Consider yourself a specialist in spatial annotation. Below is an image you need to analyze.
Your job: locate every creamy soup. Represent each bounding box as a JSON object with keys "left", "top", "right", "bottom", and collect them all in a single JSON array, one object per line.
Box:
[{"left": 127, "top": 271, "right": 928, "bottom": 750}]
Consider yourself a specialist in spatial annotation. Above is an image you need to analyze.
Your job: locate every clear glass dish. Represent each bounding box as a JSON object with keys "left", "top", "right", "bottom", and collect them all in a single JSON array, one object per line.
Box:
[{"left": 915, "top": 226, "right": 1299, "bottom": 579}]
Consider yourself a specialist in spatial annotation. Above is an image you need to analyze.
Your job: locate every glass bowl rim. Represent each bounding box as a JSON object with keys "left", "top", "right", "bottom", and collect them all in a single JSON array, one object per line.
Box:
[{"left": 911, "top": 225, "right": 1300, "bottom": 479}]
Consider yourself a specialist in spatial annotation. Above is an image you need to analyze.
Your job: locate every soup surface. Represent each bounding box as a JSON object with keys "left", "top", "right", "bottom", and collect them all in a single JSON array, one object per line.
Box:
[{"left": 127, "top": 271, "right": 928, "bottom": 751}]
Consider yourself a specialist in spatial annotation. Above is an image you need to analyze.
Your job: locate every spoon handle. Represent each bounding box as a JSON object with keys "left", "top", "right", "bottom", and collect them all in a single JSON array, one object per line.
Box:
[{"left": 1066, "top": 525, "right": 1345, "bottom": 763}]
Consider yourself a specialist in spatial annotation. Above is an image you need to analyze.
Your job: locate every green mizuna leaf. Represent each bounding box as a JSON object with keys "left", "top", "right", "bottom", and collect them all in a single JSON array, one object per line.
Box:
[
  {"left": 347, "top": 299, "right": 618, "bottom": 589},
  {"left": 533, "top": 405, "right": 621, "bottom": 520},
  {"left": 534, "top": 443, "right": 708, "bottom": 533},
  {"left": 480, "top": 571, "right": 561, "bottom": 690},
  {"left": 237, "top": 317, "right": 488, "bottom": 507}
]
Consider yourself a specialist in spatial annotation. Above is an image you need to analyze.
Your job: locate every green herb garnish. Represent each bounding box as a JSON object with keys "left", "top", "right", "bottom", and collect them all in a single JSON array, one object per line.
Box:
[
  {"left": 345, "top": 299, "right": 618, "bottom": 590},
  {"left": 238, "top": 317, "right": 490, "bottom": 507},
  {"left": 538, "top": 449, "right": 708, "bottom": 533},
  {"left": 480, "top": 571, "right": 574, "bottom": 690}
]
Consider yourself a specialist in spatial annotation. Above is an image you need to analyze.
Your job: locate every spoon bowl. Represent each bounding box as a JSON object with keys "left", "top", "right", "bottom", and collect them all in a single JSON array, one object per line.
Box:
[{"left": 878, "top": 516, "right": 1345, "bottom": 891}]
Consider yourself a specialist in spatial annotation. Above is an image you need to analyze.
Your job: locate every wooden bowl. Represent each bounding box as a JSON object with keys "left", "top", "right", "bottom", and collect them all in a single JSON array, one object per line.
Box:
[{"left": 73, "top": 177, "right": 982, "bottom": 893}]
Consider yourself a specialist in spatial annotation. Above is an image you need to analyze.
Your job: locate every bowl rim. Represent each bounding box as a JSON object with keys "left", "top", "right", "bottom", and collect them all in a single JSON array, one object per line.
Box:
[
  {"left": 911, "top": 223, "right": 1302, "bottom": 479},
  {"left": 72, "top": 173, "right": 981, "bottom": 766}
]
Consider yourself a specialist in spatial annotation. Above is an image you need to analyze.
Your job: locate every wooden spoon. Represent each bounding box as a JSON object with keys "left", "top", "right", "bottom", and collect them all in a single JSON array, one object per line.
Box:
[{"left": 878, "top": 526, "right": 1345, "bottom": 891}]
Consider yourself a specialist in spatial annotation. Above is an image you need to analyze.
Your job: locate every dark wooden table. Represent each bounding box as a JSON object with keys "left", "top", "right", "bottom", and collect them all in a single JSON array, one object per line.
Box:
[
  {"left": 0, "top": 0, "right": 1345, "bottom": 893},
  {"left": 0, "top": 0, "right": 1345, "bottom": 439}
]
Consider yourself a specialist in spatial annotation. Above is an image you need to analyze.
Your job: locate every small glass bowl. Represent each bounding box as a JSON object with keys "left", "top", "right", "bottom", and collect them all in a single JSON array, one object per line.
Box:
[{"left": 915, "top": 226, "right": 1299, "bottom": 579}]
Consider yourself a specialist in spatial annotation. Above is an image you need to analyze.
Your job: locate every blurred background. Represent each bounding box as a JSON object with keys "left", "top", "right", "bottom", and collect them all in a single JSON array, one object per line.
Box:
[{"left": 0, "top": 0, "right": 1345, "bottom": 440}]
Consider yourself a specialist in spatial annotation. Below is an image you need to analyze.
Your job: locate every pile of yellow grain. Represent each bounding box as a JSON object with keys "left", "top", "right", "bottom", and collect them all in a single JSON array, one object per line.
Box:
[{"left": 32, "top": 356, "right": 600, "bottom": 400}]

Instructions to follow. Return every line above that contains the string "bowl" and copy each one whole. Case counts.

Result below.
Your job: locate every glass bowl rim. Represent each bounding box as a JSON object with keys "left", "top", "right", "bottom", and collect them all in a single JSON array, one object per line.
Your job: locate every spoon bowl. Represent each bounding box as a JSON object with keys "left", "top", "right", "bottom", and collect them all in a single JSON array, one object per line.
Your job: locate every wooden bowl. Represent each bounding box as a JSON object with keys "left", "top", "right", "bottom", and collect them all in a single JSON array, one object per line.
Your job: locate every bowl rim. Represent each bounding box as a JSON object with keys "left", "top", "right", "bottom", and collect them all in a single JSON array, one object per line.
Your job: locate every small glass bowl. Represent each bounding box as a JSON object with keys "left", "top", "right", "bottom", and collect them all in a single JSON array, one object per line.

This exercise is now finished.